* Instructions for the task
Please return the data that follows precisely as written, but without the images.

* Data extracted from a collection
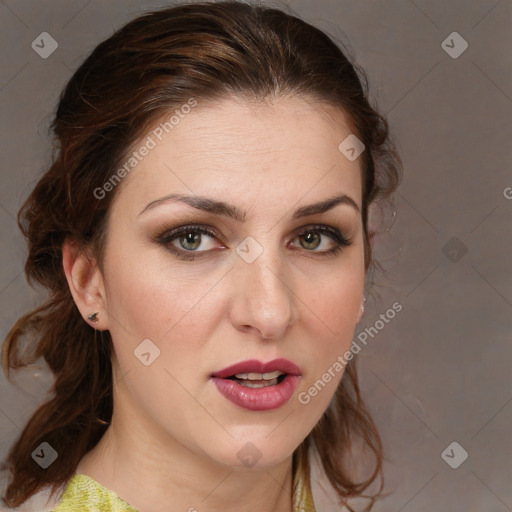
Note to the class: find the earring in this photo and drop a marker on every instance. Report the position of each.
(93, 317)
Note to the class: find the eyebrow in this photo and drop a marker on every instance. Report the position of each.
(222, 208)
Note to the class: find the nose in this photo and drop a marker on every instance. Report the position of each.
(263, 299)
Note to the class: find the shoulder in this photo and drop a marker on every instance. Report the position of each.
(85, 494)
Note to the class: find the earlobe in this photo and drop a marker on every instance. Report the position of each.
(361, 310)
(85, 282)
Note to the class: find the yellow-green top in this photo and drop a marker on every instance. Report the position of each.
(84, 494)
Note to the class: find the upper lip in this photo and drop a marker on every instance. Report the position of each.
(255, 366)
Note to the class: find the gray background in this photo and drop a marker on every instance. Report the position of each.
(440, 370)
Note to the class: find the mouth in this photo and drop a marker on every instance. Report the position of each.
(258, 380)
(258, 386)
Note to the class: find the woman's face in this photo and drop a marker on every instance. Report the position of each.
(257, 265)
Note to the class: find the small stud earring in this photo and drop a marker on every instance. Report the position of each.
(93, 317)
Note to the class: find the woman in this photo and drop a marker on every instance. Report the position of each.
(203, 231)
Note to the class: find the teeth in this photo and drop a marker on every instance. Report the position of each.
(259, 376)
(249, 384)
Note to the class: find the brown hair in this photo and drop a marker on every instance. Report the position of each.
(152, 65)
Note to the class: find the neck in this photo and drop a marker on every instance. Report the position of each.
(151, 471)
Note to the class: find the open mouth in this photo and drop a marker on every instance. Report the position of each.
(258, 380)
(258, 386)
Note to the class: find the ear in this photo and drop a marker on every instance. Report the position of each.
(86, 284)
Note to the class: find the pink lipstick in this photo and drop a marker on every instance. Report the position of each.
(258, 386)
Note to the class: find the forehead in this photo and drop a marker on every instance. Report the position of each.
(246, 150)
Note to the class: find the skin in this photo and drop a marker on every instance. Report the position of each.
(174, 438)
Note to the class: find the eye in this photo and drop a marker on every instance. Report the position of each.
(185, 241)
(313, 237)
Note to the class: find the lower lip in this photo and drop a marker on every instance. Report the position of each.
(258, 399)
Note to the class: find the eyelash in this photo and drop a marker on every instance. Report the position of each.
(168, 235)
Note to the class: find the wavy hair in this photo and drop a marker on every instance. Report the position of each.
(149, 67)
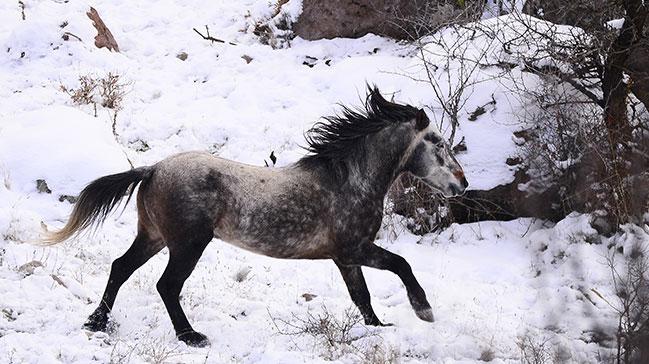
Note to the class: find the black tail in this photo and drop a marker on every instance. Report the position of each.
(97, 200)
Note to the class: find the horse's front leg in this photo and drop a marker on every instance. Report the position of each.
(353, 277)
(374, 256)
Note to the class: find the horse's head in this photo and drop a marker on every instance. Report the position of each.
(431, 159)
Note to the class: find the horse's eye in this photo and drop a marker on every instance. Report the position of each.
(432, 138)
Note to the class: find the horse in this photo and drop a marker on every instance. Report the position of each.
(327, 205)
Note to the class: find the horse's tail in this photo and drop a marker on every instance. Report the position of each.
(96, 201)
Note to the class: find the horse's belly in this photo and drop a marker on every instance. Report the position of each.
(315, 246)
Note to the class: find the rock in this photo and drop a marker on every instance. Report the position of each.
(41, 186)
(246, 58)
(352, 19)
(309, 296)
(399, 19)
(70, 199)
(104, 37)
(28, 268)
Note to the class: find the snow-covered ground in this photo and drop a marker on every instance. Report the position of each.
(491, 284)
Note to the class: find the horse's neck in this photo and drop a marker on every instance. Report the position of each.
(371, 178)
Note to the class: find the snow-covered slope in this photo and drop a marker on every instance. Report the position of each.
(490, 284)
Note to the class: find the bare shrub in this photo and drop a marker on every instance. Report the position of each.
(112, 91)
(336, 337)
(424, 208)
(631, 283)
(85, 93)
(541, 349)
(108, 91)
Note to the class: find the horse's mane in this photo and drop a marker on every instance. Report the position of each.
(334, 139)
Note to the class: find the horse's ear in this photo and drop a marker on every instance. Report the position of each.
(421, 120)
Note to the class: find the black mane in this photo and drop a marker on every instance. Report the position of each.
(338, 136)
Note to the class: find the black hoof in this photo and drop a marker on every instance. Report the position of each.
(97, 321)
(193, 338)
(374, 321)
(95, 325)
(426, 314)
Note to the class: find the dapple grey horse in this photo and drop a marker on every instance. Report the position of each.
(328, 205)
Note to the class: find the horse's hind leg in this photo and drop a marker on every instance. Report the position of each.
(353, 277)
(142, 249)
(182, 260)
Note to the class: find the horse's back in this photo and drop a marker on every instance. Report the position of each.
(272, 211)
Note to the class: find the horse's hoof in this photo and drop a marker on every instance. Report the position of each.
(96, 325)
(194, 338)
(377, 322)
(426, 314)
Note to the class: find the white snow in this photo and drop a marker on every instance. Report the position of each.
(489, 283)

* Finished task
Note to the class: find the earring in this photo and drop a marker on every instance. Report the position of each.
(93, 317)
Note to the class: find the eyebrow in this photo and drop a marker on every instance. Report the position of each.
(222, 208)
Note to the class: find the nose in this photo and drop a marker on every instance. Report the position of each.
(263, 299)
Note to the class: find the shoulder in this photo and drop a marker on every instance. Report the position of each.
(85, 494)
Note to the class: find the earlobe in this photo and drop a marker on every instance. Report the position of each.
(361, 310)
(85, 282)
Note to the class: find the yellow-green top in this photo and drop a marker on every instance. Report the position of each.
(84, 494)
Note to the class: find the upper lip in this photo and drop a marker on every instance. Report the position of each.
(255, 366)
Note to the class: find the gray background in this photo and drop a marker on every instance. Report the position of each.
(440, 370)
Note to the class: find the mouth in this photo and drop a marker on every instance. Report the position of each.
(258, 380)
(258, 386)
Note to the class: find the woman's face in this photo and drop a marker on every instance. Report the position of each.
(257, 265)
Note to the class: find the small stud earring in this photo and drop a marker on every instance. Report the position of each.
(93, 317)
Note to the class: find the woman in this photo and drop a marker on every instance. Report the position of each.
(203, 231)
Note to the class: find the teeth in this photo and drop a marker on every instance. Report the position of each.
(259, 376)
(249, 384)
Note to the class: find the brown hair in this photo and drop a marker on every instance. Report the position of each.
(152, 65)
Note to the class: find the neck in this photo and drop a marker on every instance. Report the position of each.
(151, 471)
Note to the class: find the open mouth in this photo and drop a marker on every instance. Report the position of each.
(258, 380)
(258, 386)
Note to the class: find the ear in this photo and drop a marker on every instance. Report the position of each.
(86, 284)
Note to the class: find the pink lipstick in this photo and drop a marker on every instance. Report the position of each.
(258, 386)
Note to the class: find the forehead in this photo and drop a marker on every instance. Report the position of each.
(246, 150)
Note to the class: find the skin in this photo and drop a marker on every instance. Report the position of each.
(174, 438)
Note to the class: find the eye in this photo and drop a marker on every instance. Report the position of each.
(185, 241)
(313, 237)
Note to the class: find the lower lip in this photo and drop a marker on every instance. Report the position of each.
(258, 399)
Note to the class: find the eyelash in this photo and drop a marker on every instance. Report the position of each.
(168, 235)
Note to the class: find the wavy hair in this photo and drop a marker on every instance. Report the position of each.
(149, 67)
Note to the class: find the black tail in this photo and drop a marker on every instance. Report the position of each.
(97, 200)
Note to the class: find the horse's front leg in this photo and drop a marker on every instance. Report the position of each.
(353, 277)
(374, 256)
Note to the class: find the horse's head in this photo and drop a marker on every instance. Report the position of each.
(431, 159)
Note to the class: find the horse's eye in this photo and drop a marker on every instance. Report the position of each.
(432, 138)
Note to the class: find the horse in this photo and drop a marker on every instance. Report the position of each.
(327, 205)
Note to the class: find the horse's tail in this photo and drop a marker on every instance. Report the position of each.
(96, 201)
Note to the class: find the horse's belly in this photo and drop a marker on every instance. Report the position of each.
(315, 246)
Note to the class: find the rock in this photo and drop a marker on every instance. Report the position of each.
(41, 186)
(246, 58)
(352, 19)
(309, 296)
(399, 19)
(70, 199)
(104, 37)
(28, 268)
Note to the class: find the snow-covered ground in this photo and drop a marker on every instance. Report the position of each.
(491, 284)
Note to the class: find the horse's neck in this photo and drop a marker on every instance. Report the position of each.
(371, 178)
Note to the class: find the snow-covered slope in this photo and drop a marker on every instance. Report the position of each.
(490, 284)
Note to the class: find the bare shrub in this photo and drop a marker on every instance. Report the position of each.
(112, 91)
(336, 337)
(424, 208)
(631, 283)
(85, 93)
(541, 349)
(108, 91)
Note to the class: find the horse's mane in this photo and drop a marker on every instance. Report the position of each.
(334, 139)
Note to the class: find the horse's ear in this photo and drop a marker on every instance. Report the position of each.
(421, 120)
Note to the class: find the black mane in this photo and drop a marker on every instance. Report the position of each.
(338, 136)
Note to the class: find the black hoof in this photo and drop a marker on every instance. Report the position of each.
(97, 321)
(193, 338)
(374, 321)
(95, 325)
(426, 314)
Note to the class: find the dapple grey horse in this photo and drop a marker on every instance. Report the position of each.
(328, 205)
Note to the class: find the horse's hind leg in this photo and drop a marker on every instance. Report the position of each.
(353, 277)
(142, 249)
(182, 260)
Note to the class: find the horse's back in this photo and drop a marker on every instance. Report the position of each.
(272, 211)
Note to the class: find the horse's hoof in this photo and drop a marker on every instance. Report the position of each.
(96, 325)
(194, 338)
(377, 322)
(426, 314)
Note to the class: find the white snow in this photo and drop a marker on every instance. Report the position of each.
(489, 283)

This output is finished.